Start of TEXT SEGMENT

When I was in Naples, Florida, last week for the Florida Municipal Electric Association’s annual meeting, I was reminded of the incredible work done by the state and regional associations for our mutual members. I also had a brief flashback about what it was like to be in college. Let me explain.
The executive director of FMEA, Amy Zubaly, has a lovely daughter who just completed her freshman year of college. Despite COVID restrictions, I found out that she was able to engage in sorority rush. As we were all at a casual dinner at the beginning of the conference, I discovered that she had not only rushed but that she had pledged my sorority. Back in 1991, I had pledged Chi Omega at Vanderbilt (the Sigma Epsilon chapter). Once we realized we were sorority sisters, the 19-year-old co-ed leaned over to this 50-year-old alumnae and said, “Do you know the Chi Omega secret handshake?” I briefly panicked and then said, “I think so…”
…It turns out that I did. The handshake involves a phrase initiated by one person and completed by the other. Once my 19-year-old sorority sister said that initiating word, the cobwebs in my brain melted away and I responded correctly. Such fun, but why does it matter? Well, it was first a reminder of these small interactions that really only happen in person. But it’s also a cool depiction of how we can bridge generation gaps with common experiences and language. Every Chi Omega — from the 19-year-olds newly in college to the great grandmothers in their 90s — know that secret handshake (it intentionally hasn’t changed) and it immediately creates a bond. Chi Omega has a long tradition of academic excellence, community service, and social engagement. Despite what your opinion may be about sororities and fraternities, the perhaps obvious point I am trying to make is that we can create bridges when common language, tradition, and service are emphasized.
The FMEA event, and the meeting I attended the previous week hosted by the Tennessee Municipal Electric Power Association, incorporated these qualities into their activities and programs. But there is still a challenge in our public power community writ large with finding the next generation of our workforce, as well as continuing to attract people with a variety of skills, backgrounds, and viewpoints. (See our recent Public Power magazine article, Building a Strong Utility Workforce: Developing People First.) Yet we have some of the building blocks to do so. We have an incredible tradition and history and a superb mission. Perhaps (mayhap?) our language is the piece that could use some work. We tend to default to technical jargon, acronyms, and our unique “public power” language, which can come across to newcomers as a strange dialect or even a foreign language.

End of TEXT SEGMENT

TASK TO CARRY OUT:
Copy the passage of the public power column starting with "The FMEA event, and" and going on through "a foreign language.", substituting "terminology" for "jargon".

Start of DATA

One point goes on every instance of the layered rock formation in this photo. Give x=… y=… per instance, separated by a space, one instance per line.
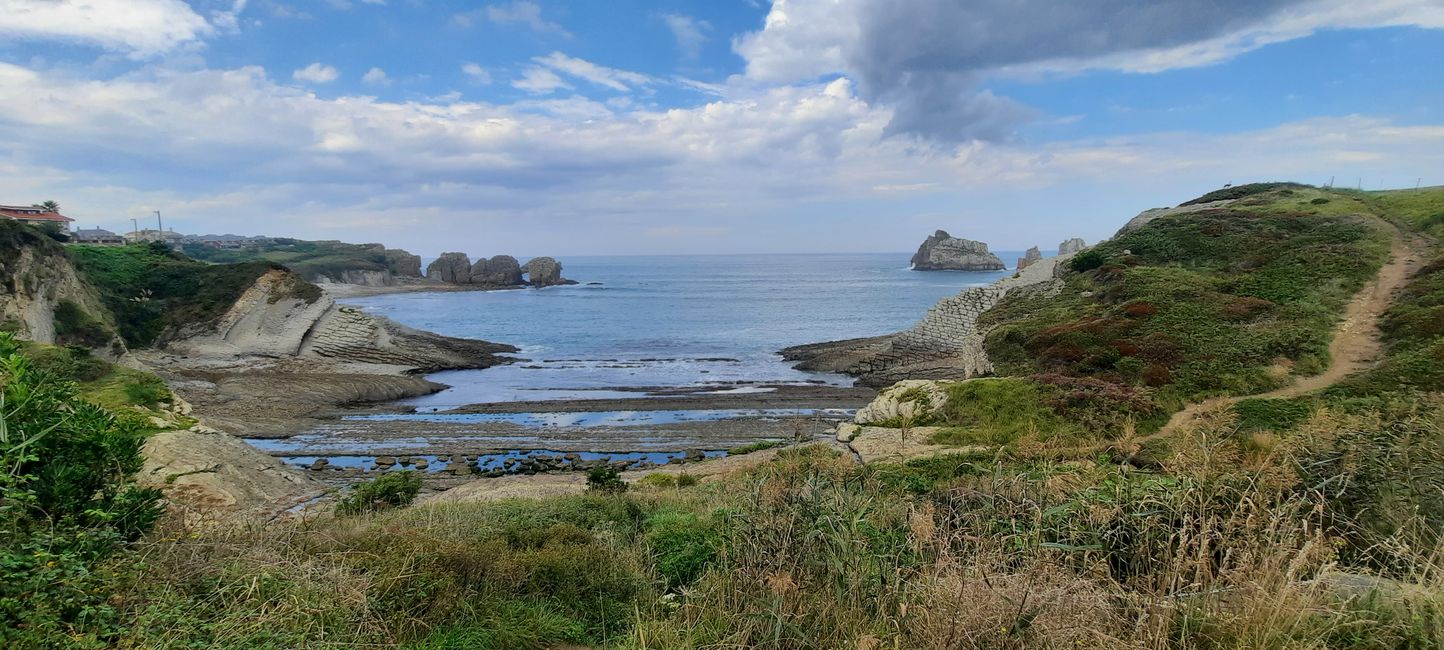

End of DATA

ANSWER TO THIS EXERCISE:
The FMEA event, and the meeting I attended the previous week hosted by the Tennessee Municipal Electric Power Association, incorporated these qualities into their activities and programs. But there is still a challenge in our public power community writ large with finding the next generation of our workforce, as well as continuing to attract people with a variety of skills, backgrounds, and viewpoints. (See our recent Public Power magazine article, Building a Strong Utility Workforce: Developing People First.) Yet we have some of the building blocks to do so. We have an incredible tradition and history and a superb mission. Perhaps (mayhap?) our language is the piece that could use some work. We tend to default to technical terminology, acronyms, and our unique “public power” language, which can come across to newcomers as a strange dialect or even a foreign language.